**STATED EXERCISE**: Update the lines below by replacing every "set a pin" with "place a marker" and leaving everything else unchanged. Omit the pictures from your answer.

Object location annotation data

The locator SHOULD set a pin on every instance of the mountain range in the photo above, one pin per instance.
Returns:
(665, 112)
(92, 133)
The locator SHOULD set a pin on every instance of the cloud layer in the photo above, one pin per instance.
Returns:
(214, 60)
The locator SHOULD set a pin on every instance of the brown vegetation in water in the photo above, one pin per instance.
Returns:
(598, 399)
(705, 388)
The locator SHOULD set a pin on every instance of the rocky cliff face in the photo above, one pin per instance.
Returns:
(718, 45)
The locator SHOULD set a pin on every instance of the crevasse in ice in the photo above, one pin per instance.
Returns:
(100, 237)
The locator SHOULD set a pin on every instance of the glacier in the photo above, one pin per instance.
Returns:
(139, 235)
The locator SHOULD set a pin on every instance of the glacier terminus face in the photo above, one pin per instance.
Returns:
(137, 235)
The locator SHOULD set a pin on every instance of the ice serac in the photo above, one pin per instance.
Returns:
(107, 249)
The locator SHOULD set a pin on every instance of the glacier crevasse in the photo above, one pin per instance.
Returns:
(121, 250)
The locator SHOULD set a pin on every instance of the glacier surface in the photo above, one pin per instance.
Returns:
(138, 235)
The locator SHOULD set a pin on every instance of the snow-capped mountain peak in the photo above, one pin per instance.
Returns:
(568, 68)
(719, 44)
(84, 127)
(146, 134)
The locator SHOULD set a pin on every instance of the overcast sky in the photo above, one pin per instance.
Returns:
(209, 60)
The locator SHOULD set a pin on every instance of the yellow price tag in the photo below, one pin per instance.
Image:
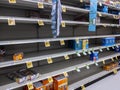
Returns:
(63, 24)
(40, 23)
(29, 64)
(99, 14)
(103, 61)
(112, 59)
(40, 5)
(65, 74)
(81, 0)
(47, 44)
(115, 71)
(30, 86)
(77, 40)
(64, 9)
(62, 42)
(66, 57)
(11, 22)
(50, 79)
(12, 1)
(49, 60)
(83, 87)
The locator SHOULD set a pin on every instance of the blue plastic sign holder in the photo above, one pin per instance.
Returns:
(92, 15)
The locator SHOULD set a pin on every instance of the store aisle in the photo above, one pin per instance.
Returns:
(109, 83)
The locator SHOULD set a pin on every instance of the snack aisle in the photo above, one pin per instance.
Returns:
(58, 44)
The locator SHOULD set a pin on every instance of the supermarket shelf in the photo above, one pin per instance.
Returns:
(13, 42)
(58, 68)
(30, 3)
(89, 79)
(99, 1)
(48, 21)
(40, 56)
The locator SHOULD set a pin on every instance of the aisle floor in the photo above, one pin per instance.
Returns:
(110, 83)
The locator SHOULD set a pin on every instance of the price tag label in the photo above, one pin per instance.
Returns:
(50, 79)
(104, 25)
(103, 61)
(89, 52)
(83, 87)
(11, 22)
(96, 64)
(64, 9)
(12, 1)
(47, 44)
(93, 50)
(99, 14)
(30, 86)
(66, 57)
(108, 48)
(117, 46)
(84, 53)
(62, 42)
(100, 3)
(115, 71)
(77, 40)
(87, 66)
(65, 74)
(29, 64)
(49, 60)
(81, 1)
(40, 23)
(115, 16)
(116, 57)
(113, 47)
(40, 5)
(101, 50)
(112, 59)
(77, 69)
(78, 54)
(63, 24)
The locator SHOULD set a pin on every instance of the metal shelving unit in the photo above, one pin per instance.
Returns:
(33, 4)
(89, 79)
(48, 21)
(41, 56)
(56, 68)
(13, 42)
(66, 66)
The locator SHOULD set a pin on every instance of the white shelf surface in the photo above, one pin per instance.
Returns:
(13, 42)
(4, 19)
(89, 79)
(30, 3)
(108, 83)
(39, 56)
(56, 69)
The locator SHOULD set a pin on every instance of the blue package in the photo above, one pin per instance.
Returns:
(94, 56)
(76, 46)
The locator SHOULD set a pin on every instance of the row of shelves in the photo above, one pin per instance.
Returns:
(13, 42)
(89, 79)
(12, 21)
(59, 68)
(35, 4)
(40, 56)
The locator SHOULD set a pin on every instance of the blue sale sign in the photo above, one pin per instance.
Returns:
(92, 15)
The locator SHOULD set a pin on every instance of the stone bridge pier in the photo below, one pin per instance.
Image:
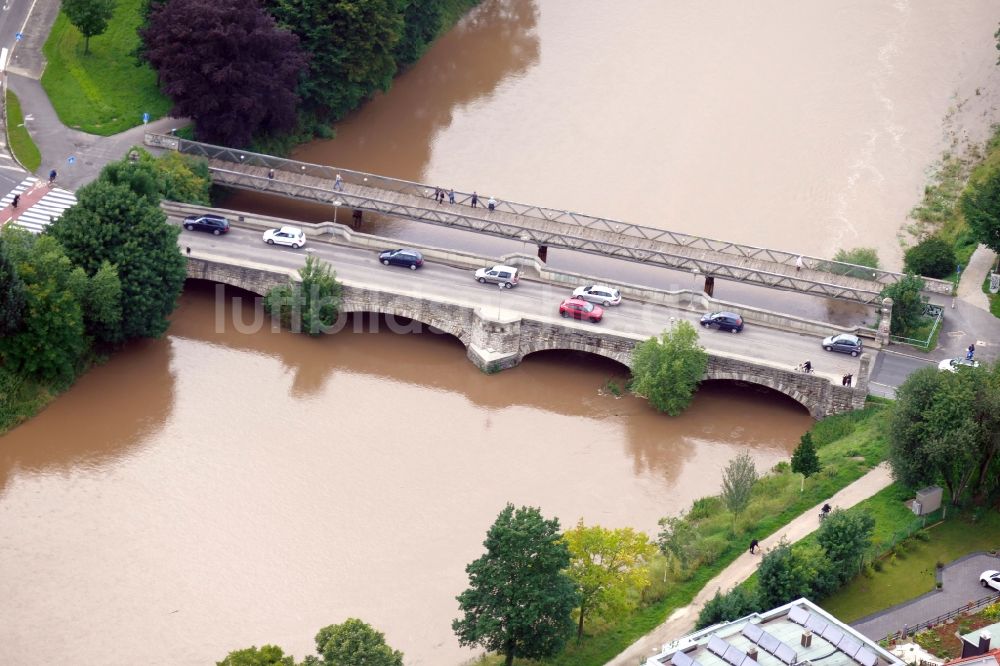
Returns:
(496, 342)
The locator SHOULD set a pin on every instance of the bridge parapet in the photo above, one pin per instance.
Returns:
(494, 343)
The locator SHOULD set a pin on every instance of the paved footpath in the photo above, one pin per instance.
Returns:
(682, 620)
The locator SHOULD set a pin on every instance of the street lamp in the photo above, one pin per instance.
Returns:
(694, 284)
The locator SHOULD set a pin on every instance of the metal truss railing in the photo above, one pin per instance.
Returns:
(853, 280)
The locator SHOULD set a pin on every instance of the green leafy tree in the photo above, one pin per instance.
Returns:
(267, 655)
(90, 17)
(907, 306)
(354, 643)
(860, 256)
(679, 538)
(980, 204)
(846, 537)
(786, 573)
(667, 371)
(51, 339)
(943, 429)
(12, 298)
(607, 566)
(121, 223)
(102, 300)
(932, 256)
(311, 305)
(520, 600)
(738, 602)
(738, 481)
(804, 459)
(351, 45)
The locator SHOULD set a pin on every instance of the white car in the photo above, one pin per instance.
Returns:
(990, 579)
(598, 293)
(953, 364)
(292, 236)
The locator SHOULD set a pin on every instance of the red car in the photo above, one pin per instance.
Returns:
(581, 309)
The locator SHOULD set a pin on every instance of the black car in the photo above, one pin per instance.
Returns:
(409, 258)
(215, 224)
(724, 321)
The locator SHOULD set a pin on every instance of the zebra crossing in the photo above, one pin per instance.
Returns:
(35, 216)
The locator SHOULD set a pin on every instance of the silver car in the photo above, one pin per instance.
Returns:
(598, 293)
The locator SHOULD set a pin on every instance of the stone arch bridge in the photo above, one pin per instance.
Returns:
(495, 343)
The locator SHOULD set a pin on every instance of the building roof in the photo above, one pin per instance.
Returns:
(777, 638)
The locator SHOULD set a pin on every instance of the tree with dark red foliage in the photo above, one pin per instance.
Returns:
(227, 65)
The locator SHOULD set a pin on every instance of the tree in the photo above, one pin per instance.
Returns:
(353, 643)
(667, 371)
(942, 429)
(907, 306)
(932, 256)
(235, 74)
(90, 17)
(351, 46)
(121, 223)
(607, 566)
(846, 537)
(11, 295)
(738, 602)
(980, 204)
(866, 257)
(51, 340)
(737, 483)
(311, 305)
(519, 601)
(267, 655)
(804, 459)
(788, 572)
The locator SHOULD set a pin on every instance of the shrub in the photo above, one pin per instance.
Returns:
(932, 257)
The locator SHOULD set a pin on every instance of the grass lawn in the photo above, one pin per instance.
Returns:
(21, 145)
(908, 570)
(102, 92)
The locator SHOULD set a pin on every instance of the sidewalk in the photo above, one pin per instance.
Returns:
(57, 142)
(682, 620)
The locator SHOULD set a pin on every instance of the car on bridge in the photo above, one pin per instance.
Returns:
(598, 293)
(724, 321)
(291, 236)
(581, 309)
(953, 364)
(213, 224)
(409, 258)
(844, 343)
(499, 274)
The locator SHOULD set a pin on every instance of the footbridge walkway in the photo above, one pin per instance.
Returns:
(545, 227)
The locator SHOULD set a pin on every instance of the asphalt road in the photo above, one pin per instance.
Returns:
(783, 349)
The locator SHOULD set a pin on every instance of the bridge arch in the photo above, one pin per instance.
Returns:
(770, 381)
(622, 357)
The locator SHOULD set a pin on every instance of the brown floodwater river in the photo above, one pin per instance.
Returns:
(223, 487)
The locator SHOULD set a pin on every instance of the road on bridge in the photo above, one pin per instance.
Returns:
(783, 349)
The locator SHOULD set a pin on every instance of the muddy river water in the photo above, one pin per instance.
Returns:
(216, 489)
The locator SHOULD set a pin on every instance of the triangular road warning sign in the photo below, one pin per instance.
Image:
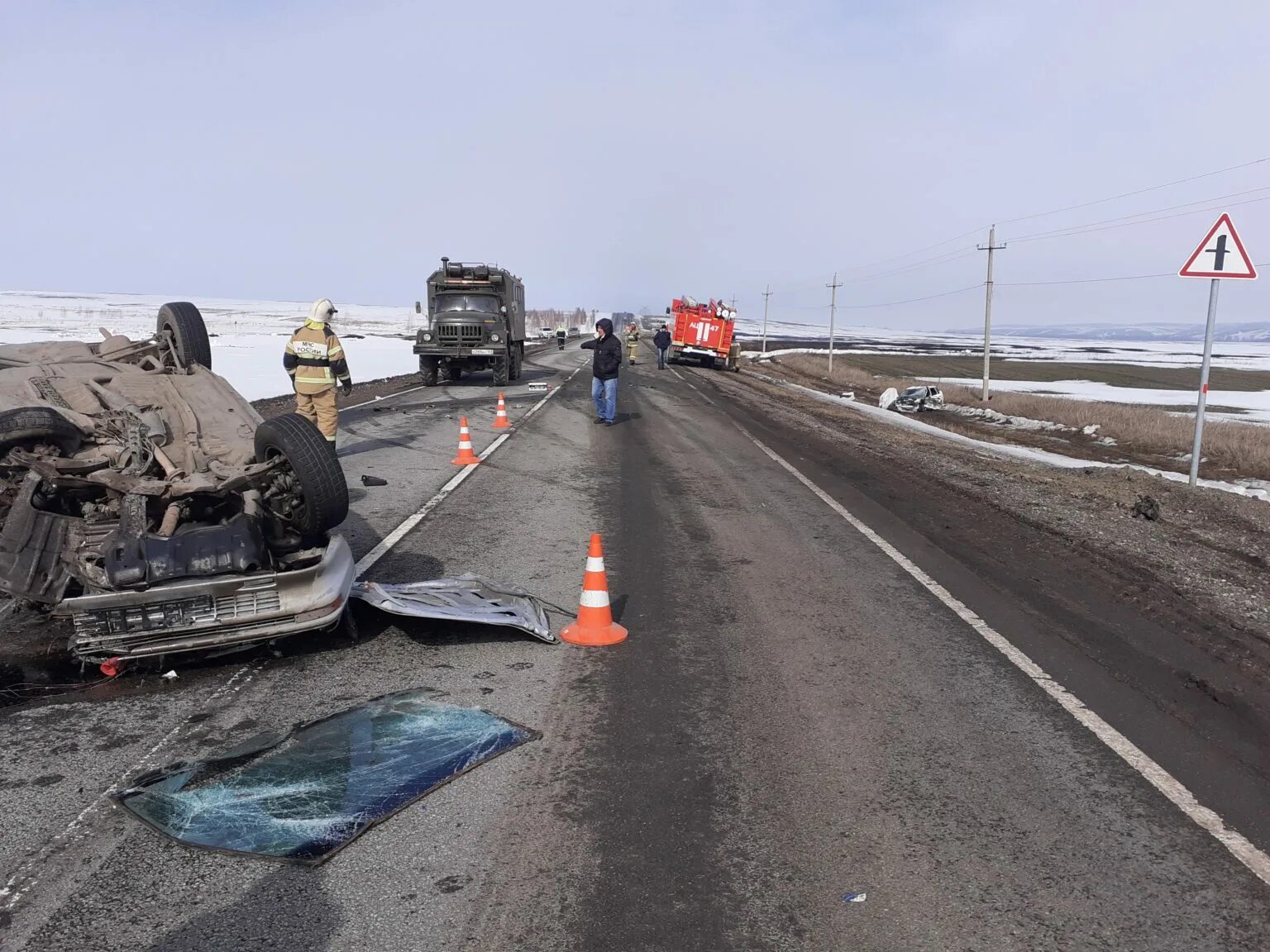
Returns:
(1220, 255)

**TASK RESULT**:
The locator SHOULD place a marker on every instance of the mountain range in the photo above, one pin per instance.
Returns:
(665, 112)
(92, 133)
The locator SHOULD place a marker on every instance of the cloud layer in the photo above, one pin per instance.
Returns:
(214, 60)
The locator SHOULD place a marker on every instance of the brown vegetation in water in the photo above, one pin per instance.
Returns:
(598, 399)
(705, 388)
The locator SHOULD place a marker on every instance of the rocky cliff face in the photo above, one pin per instance.
Returns:
(718, 45)
The locator SHOULD place a marker on every instance of the crevasse in ice in the photo above, one pin per instance.
Returns:
(100, 237)
The locator SHOULD place a marker on every instance of the glacier in the photo above, one pin per instance.
Returns:
(139, 235)
The locator SHOULD place a marker on every instance of the glacier terminus face in the photo above, one pin per instance.
Returns:
(137, 235)
The locator SHOULD place a marker on every instance of the ice serac in the photo above, one pin per instance.
Returns:
(107, 249)
The locator SHOULD place a marker on every instance of the glacier crevasse in the photo above, one pin per instance.
Returns:
(121, 250)
The locator SHOULD place a marker on every instance of the glacier surface in the photo above, one pin per instance.
Returns:
(138, 235)
The locator SHOULD place a marker on every instance of the snow-capped mountain peak in the photo above, one pin per instance.
Returns:
(568, 68)
(719, 44)
(84, 127)
(146, 134)
The locator SHOULD place a marker on every instance of the overcast sky in the photo above, one pin per instance.
Returns:
(209, 60)
The locator SHOULD place a marker on every instance of the yellow price tag in the photo below, one pin per instance.
Image:
Returns:
(63, 24)
(40, 23)
(29, 64)
(99, 14)
(103, 61)
(112, 59)
(40, 5)
(65, 74)
(81, 0)
(47, 44)
(115, 71)
(30, 86)
(77, 40)
(64, 9)
(62, 42)
(66, 57)
(11, 22)
(50, 79)
(12, 1)
(49, 60)
(83, 87)
The locator SHOULD place a marker on every instance of the blue plastic sign holder in the photo above, one pin per instance.
Returns:
(92, 15)
The locator SHOULD place a marker on every instance of the store aisle in the photo above, one pin per instance.
Returns:
(109, 83)
The locator SHOULD place a marker on every instance of the snack aisle in the photo above, one pin per instance.
Returns:
(58, 44)
The locator SHOULD place a marker on every instance of the supermarket shelf in the photo above, one pin per instance.
Returns:
(13, 42)
(58, 68)
(30, 3)
(89, 79)
(99, 1)
(48, 21)
(40, 56)
The locator SHOULD place a marker on every instance of the aisle floor in the photo above, one pin per instance.
Returns:
(110, 83)
The locator SHOULD place a marker on every instance of the price tag label in the photo above, one pin per instance.
Returns:
(50, 79)
(104, 25)
(103, 61)
(89, 52)
(83, 87)
(11, 22)
(96, 64)
(64, 9)
(12, 1)
(47, 44)
(93, 50)
(99, 14)
(30, 86)
(66, 57)
(108, 48)
(117, 46)
(84, 53)
(62, 42)
(100, 3)
(115, 71)
(77, 40)
(87, 66)
(65, 74)
(29, 64)
(49, 60)
(81, 1)
(40, 23)
(115, 16)
(116, 57)
(113, 47)
(40, 5)
(101, 50)
(112, 59)
(77, 69)
(78, 54)
(63, 24)
The locator SHOULD place a marker on every instance of the metal shelving unit in the photo above, one pin per instance.
Returns:
(33, 4)
(89, 79)
(48, 21)
(41, 56)
(56, 68)
(13, 42)
(66, 66)
The locator SHOULD place a marker on every instance of the white shelf surface in the photo above, one pin per instance.
Returns:
(13, 42)
(4, 19)
(89, 79)
(30, 3)
(108, 83)
(39, 56)
(56, 69)
The locator SHOULD place a marker on every instance of the blue package in the photo above, one pin per instance.
Returns:
(94, 56)
(76, 46)
The locator SHOULD place a marker on every instance of the row of shelves in the photo above, one pin per instance.
Returns:
(13, 42)
(89, 79)
(12, 21)
(59, 68)
(35, 4)
(40, 56)
The locator SHOULD place a marker on every instance of the blue sale sign in the photo above, one pin per instance.
Returns:
(92, 15)
The locator SHOULD place a marker on every instance of the stone bridge pier in the photo below, one pin per instance.
Image:
Returns:
(496, 342)
The locator SHOULD place a marker on every instance of the bridge parapet in the photo above, one pin per instance.
Returns:
(494, 343)
The locator SHOULD place a marker on every instance of the paved footpath in the photo above, one pin per instance.
Returns:
(682, 620)
The locator SHOULD place a marker on every instance of the street lamp in the photo above, one pin per instance.
Returns:
(694, 284)
The locator SHOULD place a marker on every instance of the metal truss railing in the photo above, one pin per instance.
Returns:
(853, 280)
The locator SHOULD place a marker on every instance of the green leafy tree in the photo above, one pin per instance.
Returns:
(267, 655)
(90, 17)
(907, 306)
(354, 643)
(860, 256)
(679, 538)
(980, 204)
(846, 537)
(786, 573)
(667, 371)
(51, 339)
(943, 429)
(12, 298)
(607, 566)
(121, 223)
(102, 300)
(932, 256)
(311, 305)
(520, 600)
(738, 602)
(738, 481)
(804, 459)
(351, 45)
The locator SHOULD place a marker on every instance of the white car in the photo above, one pin per instance.
Returns:
(990, 579)
(598, 293)
(953, 364)
(292, 236)
The locator SHOULD place a marker on every instance of the red car in the photo above, one pin per instance.
Returns:
(581, 309)
The locator SHOULD place a marker on every instance of the black car in the photo above, one pin per instance.
Returns:
(409, 258)
(215, 224)
(724, 321)
The locator SHOULD place a marker on every instance of the zebra crossing in the photo above, one pin per instance.
Returns:
(35, 216)
The locator SHOULD place a marker on every instance of the silver car in the photo above, one pin per instance.
Returns:
(598, 293)
The locator SHOULD place a marker on every instance of the stone arch bridge in the photo above, one pin per instance.
Returns:
(495, 343)
The locator SHOULD place a marker on every instance of the building roof in the photo above, one pin per instance.
Returns:
(777, 638)
The locator SHOULD place a marker on every instance of the tree with dark red foliage in the photo above, one pin per instance.
Returns:
(227, 65)
The locator SHOULD place a marker on every instance of the tree in the photo above, one pin per instance.
Returns:
(353, 643)
(667, 371)
(942, 429)
(907, 306)
(932, 256)
(235, 74)
(90, 17)
(351, 46)
(121, 223)
(607, 566)
(846, 537)
(11, 295)
(738, 602)
(980, 204)
(866, 257)
(51, 340)
(737, 483)
(311, 305)
(519, 601)
(267, 655)
(804, 459)
(788, 572)
The locator SHOULD place a marker on every instance of the shrub in the photo above, one pin per instance.
Returns:
(932, 257)
The locator SHOULD place a marker on every instance of the grass lawn in the photo above, one pin per instance.
Returns:
(21, 145)
(908, 570)
(102, 92)
The locator SHOULD place a marker on every instance of the sidewalk in the photo above, one pin per instance.
Returns:
(57, 142)
(682, 620)
The locator SHOULD place a marker on every instance of the car on bridge in the photo above, one pin per instance.
Returns:
(598, 293)
(724, 321)
(291, 236)
(581, 309)
(953, 364)
(213, 224)
(409, 258)
(844, 343)
(499, 274)
The locator SHOULD place a marker on every instance of the footbridge walkway in the photo above, one pin per instance.
Returns:
(545, 227)
The locator SHOULD place a marker on every instance of the asphalt road in the photo above, one pin per instance.
Returns:
(783, 349)
The locator SHOULD place a marker on every instance of the bridge arch in the photo above, one pin per instance.
Returns:
(770, 381)
(622, 357)
The locator SHOULD place a marker on every instance of the brown floodwater river in the photo above, one pin per instance.
Returns:
(223, 487)
The locator SHOULD place a marker on every instance of the road on bridge in the photo above, one pin per instance.
Returns:
(783, 349)
The locator SHOULD place a marker on every instance of the muddy river water in the photo above, one pin per instance.
Returns:
(216, 489)
The locator SHOULD place a marker on every instance of the triangular road warning sign in the photo below, one pin per instance.
Image:
Returns:
(1220, 255)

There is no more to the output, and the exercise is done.